Stated problem: Beginning with the line that contains "Please indicate the man's face", extract each line through the end of the listing below, with no additions or omissions.

Object position labeling entries:

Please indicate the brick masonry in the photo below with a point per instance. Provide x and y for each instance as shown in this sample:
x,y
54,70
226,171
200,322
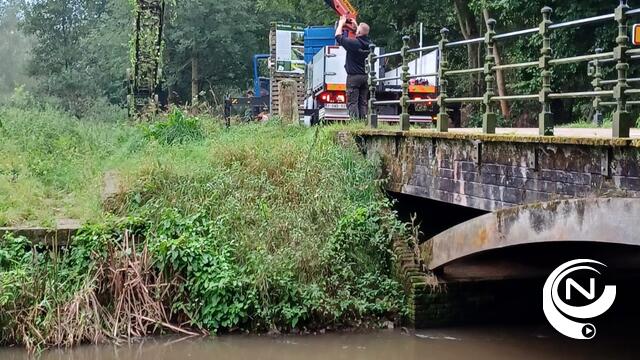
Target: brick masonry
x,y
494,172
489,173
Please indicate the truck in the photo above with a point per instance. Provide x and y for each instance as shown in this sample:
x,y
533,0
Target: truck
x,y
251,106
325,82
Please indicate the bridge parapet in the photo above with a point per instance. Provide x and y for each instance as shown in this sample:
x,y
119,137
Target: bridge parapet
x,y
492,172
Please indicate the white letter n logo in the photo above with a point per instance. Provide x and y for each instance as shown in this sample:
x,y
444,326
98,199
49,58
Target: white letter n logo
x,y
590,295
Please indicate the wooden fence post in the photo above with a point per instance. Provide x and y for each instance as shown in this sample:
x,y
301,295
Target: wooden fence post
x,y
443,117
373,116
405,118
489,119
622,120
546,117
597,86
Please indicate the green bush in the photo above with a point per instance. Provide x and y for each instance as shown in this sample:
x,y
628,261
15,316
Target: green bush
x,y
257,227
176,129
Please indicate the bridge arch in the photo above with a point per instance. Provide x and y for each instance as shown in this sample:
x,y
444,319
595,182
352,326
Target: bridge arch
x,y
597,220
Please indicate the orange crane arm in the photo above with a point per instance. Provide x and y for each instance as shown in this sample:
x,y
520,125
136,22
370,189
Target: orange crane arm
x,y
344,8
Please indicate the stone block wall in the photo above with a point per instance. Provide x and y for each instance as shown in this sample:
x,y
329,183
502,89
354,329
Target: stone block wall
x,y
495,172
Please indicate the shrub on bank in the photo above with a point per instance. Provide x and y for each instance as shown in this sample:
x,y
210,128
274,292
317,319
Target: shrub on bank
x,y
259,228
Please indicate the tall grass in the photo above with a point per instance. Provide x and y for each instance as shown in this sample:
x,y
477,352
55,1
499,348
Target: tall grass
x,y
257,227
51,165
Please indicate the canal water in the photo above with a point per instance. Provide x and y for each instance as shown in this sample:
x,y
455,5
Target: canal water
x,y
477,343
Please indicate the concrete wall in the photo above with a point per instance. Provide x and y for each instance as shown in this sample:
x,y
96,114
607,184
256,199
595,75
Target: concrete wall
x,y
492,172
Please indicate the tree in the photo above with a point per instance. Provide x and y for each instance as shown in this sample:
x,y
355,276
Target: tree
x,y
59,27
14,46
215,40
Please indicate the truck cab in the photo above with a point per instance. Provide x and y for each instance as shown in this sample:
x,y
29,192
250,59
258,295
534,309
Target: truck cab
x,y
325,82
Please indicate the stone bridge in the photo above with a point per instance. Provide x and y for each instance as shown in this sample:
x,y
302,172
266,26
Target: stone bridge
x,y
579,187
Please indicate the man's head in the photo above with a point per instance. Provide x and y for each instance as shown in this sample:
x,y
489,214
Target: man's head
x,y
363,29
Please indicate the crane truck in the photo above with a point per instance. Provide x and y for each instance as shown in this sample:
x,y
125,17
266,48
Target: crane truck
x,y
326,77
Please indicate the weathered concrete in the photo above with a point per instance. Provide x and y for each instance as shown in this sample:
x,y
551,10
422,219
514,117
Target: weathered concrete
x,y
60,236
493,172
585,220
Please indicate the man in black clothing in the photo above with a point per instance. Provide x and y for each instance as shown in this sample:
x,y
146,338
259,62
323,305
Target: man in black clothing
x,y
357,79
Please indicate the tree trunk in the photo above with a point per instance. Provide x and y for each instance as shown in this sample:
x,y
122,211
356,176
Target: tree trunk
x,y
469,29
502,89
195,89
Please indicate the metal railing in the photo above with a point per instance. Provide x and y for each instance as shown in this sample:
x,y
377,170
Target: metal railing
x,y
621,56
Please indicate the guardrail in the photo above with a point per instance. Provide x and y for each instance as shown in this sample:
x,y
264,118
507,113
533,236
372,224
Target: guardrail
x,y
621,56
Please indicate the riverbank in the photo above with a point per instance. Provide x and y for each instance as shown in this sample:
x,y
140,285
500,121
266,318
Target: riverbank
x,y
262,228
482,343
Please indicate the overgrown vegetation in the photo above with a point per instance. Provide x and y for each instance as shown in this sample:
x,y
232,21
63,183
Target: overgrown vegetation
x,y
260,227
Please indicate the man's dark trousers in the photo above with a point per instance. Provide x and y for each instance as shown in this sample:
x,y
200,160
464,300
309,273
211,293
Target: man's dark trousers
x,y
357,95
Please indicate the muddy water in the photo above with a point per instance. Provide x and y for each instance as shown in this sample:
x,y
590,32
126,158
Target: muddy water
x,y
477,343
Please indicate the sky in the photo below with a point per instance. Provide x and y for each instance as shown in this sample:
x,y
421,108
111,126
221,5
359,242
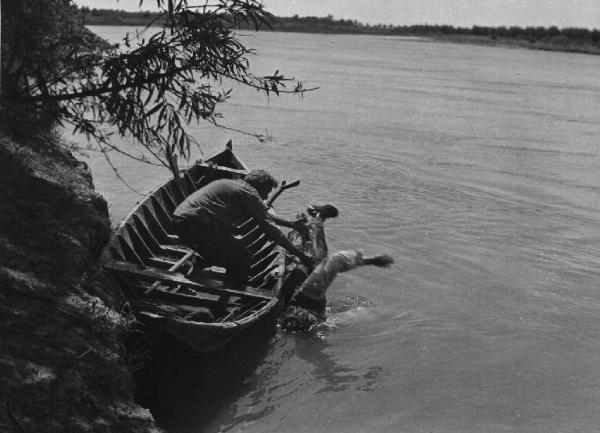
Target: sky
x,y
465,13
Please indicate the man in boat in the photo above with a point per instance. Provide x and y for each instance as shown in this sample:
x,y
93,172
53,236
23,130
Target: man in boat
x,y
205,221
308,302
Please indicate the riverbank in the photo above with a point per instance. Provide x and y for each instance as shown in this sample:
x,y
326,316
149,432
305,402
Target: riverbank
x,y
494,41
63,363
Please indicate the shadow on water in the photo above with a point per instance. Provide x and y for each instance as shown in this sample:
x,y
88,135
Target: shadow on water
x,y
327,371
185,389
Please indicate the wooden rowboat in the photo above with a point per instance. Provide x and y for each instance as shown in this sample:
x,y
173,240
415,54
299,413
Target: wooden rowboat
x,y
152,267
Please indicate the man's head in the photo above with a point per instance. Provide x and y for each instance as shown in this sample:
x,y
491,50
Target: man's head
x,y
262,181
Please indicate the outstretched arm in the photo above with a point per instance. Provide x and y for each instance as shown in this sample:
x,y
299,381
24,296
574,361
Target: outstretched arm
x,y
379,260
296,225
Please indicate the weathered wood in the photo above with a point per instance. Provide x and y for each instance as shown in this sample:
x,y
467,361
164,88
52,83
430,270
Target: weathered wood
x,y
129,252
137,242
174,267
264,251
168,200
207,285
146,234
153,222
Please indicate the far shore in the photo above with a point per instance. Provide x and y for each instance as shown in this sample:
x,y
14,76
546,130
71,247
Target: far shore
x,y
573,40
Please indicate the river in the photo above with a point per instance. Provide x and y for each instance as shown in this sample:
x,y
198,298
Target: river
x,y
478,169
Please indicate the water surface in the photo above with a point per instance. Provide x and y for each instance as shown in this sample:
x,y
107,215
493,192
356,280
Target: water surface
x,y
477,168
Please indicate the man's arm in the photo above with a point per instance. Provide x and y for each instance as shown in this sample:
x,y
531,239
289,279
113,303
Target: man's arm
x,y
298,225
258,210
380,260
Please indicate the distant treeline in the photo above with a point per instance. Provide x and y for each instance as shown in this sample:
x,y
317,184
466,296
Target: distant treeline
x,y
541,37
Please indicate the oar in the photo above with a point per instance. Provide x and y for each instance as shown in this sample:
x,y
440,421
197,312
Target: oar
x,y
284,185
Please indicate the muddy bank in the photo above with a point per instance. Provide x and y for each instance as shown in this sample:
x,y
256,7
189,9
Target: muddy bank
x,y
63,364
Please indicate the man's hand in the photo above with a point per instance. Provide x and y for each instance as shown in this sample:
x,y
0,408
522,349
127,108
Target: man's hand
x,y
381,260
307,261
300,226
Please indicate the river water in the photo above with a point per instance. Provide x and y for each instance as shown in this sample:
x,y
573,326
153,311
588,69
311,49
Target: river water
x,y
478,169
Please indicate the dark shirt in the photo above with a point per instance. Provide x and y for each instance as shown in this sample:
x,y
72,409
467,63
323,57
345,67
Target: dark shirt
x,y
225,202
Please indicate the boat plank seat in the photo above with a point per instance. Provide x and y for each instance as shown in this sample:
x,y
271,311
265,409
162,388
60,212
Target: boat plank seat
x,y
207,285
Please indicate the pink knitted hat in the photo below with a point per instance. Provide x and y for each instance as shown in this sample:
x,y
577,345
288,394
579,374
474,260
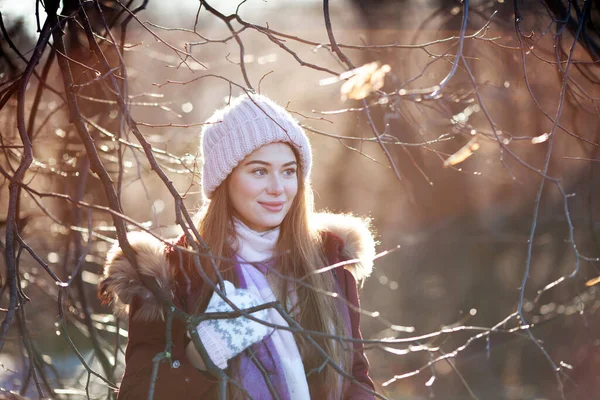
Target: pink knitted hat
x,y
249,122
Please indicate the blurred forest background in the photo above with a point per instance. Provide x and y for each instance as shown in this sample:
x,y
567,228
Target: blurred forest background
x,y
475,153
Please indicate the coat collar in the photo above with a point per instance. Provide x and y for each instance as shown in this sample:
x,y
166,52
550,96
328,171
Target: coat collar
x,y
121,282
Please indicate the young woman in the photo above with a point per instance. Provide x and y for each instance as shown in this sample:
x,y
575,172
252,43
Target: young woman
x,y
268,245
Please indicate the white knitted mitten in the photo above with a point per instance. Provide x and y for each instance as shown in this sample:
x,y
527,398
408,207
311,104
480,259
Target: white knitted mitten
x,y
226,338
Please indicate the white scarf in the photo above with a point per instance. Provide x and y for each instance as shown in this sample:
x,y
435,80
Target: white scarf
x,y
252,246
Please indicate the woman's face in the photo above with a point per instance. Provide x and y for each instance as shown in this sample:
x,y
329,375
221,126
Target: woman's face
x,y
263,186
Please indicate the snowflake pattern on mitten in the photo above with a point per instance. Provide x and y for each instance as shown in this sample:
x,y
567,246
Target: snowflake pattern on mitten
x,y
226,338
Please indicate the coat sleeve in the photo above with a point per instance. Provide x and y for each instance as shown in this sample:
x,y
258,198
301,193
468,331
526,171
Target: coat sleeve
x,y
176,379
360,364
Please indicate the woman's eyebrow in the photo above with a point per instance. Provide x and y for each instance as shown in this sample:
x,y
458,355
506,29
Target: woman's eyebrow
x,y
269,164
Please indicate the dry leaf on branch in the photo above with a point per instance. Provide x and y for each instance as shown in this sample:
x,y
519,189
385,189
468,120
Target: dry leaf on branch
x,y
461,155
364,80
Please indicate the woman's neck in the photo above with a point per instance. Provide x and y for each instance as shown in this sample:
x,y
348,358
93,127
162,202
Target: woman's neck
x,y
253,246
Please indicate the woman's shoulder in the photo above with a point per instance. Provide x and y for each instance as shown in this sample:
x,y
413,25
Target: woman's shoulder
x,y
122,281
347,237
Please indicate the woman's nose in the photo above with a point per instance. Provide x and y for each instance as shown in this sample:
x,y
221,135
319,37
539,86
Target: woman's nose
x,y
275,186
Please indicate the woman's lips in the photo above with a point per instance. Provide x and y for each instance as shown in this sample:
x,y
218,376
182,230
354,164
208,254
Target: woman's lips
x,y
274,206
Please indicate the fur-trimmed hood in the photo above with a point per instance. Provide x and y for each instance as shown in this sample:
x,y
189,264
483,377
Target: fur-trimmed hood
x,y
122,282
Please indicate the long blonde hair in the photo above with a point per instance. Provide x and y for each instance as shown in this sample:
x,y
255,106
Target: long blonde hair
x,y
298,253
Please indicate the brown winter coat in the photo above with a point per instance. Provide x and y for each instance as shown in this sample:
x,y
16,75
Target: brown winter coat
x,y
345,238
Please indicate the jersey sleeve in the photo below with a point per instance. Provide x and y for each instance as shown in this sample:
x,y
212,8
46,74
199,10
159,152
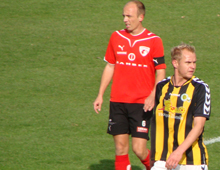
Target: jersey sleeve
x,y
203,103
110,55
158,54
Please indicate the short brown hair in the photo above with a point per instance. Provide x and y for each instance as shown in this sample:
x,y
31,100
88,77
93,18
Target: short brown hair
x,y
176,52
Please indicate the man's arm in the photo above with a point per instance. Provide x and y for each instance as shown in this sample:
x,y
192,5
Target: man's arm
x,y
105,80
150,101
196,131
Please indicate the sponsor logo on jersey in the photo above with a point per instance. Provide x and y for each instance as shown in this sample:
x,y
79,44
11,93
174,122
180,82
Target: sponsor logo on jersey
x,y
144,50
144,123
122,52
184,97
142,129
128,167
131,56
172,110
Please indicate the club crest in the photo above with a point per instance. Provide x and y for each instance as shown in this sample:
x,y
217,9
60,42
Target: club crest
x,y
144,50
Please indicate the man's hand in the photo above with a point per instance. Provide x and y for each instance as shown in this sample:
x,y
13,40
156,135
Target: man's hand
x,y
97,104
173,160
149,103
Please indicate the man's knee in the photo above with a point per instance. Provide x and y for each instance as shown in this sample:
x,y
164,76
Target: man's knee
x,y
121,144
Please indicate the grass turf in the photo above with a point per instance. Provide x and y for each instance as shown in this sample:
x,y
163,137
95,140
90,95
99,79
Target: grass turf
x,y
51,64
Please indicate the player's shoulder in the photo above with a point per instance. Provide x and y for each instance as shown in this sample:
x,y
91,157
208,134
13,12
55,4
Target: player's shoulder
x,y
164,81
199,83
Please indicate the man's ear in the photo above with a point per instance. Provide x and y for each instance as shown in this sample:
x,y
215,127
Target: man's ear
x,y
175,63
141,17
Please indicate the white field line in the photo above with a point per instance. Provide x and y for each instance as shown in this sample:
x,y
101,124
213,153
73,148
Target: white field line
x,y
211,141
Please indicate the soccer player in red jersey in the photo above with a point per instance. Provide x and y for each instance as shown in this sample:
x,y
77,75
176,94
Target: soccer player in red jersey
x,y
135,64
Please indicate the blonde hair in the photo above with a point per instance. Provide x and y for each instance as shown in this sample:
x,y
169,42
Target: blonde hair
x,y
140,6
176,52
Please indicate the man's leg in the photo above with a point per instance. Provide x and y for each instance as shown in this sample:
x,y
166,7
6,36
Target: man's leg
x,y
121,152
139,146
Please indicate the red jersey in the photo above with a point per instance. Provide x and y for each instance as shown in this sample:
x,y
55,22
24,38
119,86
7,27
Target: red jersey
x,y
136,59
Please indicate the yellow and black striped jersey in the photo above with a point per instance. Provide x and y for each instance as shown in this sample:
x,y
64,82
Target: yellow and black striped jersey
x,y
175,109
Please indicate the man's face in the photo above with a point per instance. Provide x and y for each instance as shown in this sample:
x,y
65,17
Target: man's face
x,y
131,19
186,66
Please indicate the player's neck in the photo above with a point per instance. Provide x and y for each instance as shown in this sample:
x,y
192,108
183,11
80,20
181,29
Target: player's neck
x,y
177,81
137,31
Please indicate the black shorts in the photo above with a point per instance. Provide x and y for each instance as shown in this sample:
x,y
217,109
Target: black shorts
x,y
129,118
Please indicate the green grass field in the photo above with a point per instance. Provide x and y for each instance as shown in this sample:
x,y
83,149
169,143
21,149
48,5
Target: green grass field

Reply to the task:
Please indicate the man's face in the photo above with a point per instance. Provide x and y for each instance as shown in this sample:
x,y
65,17
Target: man's face
x,y
131,19
186,66
Please indicate the player's neck in the photo above with a point per instance. Provide x and y for each instance as shown in this sample:
x,y
192,108
183,11
80,20
181,29
Target: player's neck
x,y
177,81
137,31
Please indicate the black shorts in the photo above with a point per instance. Provide x and y for each instance as shown in this sample:
x,y
217,109
Target: black shorts
x,y
129,118
Please indicate the green grass field in the photo above with a point per instance. Provide x and y for each instance as shown in this sample:
x,y
83,149
169,143
21,149
48,5
Target: green grass field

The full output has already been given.